Action item: Copy every line of the following data that includes the string "truck".

Data to process:
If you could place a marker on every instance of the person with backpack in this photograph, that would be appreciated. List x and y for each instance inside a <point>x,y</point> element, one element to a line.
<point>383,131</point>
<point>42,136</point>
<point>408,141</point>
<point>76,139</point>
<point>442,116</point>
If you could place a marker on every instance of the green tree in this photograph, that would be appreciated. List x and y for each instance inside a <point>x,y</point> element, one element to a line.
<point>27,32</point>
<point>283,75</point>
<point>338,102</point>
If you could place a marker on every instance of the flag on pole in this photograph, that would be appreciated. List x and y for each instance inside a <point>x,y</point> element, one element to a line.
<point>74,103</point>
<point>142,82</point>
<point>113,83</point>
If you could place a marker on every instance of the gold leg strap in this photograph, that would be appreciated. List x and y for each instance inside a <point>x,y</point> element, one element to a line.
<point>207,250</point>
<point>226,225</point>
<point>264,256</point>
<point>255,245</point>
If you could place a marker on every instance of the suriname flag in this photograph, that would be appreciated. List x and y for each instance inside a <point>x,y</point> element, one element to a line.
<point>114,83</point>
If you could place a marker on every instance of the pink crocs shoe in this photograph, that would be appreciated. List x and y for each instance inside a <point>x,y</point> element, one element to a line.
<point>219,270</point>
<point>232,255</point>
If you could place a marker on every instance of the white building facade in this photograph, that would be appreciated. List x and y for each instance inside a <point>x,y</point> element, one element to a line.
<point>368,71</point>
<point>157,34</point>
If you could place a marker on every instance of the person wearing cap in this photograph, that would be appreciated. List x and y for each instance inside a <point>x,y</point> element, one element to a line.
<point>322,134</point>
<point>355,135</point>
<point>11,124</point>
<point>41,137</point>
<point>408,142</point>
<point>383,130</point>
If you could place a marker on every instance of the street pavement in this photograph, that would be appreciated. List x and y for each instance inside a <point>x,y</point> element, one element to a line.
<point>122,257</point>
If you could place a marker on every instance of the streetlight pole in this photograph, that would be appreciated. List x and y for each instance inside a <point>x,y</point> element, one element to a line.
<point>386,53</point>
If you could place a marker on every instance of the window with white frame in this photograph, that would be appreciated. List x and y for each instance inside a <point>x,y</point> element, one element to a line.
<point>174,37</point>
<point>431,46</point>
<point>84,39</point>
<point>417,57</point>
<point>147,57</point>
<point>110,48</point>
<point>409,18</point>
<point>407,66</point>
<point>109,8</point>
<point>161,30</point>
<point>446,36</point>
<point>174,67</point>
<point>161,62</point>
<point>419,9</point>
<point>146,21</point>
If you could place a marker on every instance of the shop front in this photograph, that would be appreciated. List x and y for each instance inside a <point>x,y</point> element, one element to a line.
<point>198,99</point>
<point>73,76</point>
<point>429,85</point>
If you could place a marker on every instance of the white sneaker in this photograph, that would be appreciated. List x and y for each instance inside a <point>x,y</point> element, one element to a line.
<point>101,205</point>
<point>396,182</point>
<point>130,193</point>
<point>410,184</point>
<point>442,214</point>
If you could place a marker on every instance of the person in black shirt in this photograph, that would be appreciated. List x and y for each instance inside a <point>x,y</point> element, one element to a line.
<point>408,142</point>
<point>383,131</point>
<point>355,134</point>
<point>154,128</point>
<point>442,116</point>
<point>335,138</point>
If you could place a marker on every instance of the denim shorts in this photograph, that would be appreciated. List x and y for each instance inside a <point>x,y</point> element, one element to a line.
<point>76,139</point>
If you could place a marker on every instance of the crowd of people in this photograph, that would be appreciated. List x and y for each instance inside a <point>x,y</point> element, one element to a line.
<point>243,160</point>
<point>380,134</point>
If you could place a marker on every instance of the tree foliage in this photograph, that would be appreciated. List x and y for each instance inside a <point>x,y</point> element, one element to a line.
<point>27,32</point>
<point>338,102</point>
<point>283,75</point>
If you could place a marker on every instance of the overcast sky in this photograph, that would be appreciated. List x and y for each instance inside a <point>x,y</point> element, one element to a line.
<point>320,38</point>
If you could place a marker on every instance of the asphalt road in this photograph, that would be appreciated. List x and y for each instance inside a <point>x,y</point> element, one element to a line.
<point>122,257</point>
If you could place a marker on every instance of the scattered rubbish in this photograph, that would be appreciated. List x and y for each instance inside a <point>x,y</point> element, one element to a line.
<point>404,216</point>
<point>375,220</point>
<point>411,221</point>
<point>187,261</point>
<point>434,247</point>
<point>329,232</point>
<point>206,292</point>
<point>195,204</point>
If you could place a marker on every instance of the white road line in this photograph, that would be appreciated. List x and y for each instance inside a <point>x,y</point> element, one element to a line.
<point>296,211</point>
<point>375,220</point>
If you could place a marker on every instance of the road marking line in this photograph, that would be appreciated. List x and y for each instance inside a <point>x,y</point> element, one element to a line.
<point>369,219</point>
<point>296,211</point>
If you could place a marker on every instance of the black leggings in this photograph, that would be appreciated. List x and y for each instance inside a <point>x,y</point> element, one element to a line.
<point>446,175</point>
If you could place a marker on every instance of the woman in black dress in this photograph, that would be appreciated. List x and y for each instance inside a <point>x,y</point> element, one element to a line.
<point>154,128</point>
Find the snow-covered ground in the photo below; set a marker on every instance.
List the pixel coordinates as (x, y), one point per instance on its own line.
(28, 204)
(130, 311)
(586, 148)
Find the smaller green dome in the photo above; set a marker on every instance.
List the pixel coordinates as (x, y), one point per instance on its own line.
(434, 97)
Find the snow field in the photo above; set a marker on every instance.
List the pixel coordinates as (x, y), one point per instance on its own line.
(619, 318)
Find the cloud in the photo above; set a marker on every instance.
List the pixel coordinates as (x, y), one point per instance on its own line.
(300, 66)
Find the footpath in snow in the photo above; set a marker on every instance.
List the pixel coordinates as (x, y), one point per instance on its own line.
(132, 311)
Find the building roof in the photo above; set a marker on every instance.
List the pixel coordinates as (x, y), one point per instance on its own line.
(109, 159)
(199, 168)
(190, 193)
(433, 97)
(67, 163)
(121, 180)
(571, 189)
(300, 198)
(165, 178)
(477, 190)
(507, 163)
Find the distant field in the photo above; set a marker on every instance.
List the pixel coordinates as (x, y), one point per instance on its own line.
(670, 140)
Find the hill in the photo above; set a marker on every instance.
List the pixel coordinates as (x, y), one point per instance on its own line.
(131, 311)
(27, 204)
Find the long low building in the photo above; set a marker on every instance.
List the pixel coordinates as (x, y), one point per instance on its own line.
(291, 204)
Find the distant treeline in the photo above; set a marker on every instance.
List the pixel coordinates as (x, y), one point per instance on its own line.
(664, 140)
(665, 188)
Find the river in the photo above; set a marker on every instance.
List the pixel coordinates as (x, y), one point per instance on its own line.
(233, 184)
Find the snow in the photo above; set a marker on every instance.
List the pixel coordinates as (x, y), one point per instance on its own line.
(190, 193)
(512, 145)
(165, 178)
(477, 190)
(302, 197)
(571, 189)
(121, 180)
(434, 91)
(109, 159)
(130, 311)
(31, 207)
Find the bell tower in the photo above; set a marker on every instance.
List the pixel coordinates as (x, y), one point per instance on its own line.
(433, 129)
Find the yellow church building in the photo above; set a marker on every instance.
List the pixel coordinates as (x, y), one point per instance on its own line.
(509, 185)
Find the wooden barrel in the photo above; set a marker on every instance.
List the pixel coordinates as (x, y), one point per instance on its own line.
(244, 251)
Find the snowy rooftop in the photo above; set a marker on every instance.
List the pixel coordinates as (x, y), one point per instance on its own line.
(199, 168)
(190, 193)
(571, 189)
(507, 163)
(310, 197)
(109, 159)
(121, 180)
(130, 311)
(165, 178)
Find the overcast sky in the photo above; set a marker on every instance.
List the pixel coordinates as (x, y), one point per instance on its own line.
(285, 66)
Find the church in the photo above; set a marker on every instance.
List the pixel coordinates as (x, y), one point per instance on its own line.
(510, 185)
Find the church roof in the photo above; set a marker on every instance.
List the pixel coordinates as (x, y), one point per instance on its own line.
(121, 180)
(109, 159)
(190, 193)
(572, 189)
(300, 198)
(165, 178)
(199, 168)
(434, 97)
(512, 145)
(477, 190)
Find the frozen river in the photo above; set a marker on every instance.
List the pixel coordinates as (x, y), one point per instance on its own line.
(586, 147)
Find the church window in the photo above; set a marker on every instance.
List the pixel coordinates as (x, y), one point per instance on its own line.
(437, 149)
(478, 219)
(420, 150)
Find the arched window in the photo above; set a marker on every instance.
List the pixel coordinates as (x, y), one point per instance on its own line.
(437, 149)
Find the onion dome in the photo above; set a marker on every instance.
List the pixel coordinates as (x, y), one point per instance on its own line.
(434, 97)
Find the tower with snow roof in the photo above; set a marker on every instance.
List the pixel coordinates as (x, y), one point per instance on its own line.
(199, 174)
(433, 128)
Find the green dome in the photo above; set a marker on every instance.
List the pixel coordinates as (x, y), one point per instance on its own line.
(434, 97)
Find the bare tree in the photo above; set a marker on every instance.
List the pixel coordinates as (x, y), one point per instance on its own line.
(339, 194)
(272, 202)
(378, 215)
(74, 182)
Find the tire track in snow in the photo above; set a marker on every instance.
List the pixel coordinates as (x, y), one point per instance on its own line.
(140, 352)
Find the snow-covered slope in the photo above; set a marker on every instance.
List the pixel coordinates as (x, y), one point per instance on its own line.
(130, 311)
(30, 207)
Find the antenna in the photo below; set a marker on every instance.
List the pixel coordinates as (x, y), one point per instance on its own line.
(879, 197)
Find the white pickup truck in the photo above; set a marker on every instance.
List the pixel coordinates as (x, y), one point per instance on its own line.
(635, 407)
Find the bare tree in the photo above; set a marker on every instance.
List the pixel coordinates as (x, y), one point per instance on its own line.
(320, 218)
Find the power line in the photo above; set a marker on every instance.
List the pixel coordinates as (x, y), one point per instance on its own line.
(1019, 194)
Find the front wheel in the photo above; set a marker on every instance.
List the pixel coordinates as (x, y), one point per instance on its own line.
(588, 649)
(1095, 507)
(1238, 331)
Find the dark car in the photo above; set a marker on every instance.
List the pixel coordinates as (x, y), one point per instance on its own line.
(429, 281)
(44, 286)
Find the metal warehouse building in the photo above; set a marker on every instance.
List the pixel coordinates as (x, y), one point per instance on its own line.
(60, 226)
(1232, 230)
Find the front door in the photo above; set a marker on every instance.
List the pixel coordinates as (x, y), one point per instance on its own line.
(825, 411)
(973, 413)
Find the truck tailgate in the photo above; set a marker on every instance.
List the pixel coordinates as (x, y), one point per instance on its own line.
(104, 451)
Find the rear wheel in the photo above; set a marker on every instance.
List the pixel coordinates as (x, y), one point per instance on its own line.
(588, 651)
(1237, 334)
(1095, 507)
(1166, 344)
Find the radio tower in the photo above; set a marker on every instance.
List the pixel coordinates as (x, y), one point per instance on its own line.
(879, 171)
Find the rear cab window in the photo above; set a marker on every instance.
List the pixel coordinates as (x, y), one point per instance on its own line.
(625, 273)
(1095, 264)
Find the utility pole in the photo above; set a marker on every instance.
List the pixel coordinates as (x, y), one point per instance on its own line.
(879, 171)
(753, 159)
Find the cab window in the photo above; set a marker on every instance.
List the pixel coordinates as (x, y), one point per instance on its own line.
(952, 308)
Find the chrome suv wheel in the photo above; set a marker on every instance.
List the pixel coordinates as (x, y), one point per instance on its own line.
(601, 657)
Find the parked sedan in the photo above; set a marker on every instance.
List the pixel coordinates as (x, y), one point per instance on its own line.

Result of the exercise:
Find the white pickup truck in the photo above; set a marker on every instance.
Find the truck tailgate in the photo above; set a marker on every instance.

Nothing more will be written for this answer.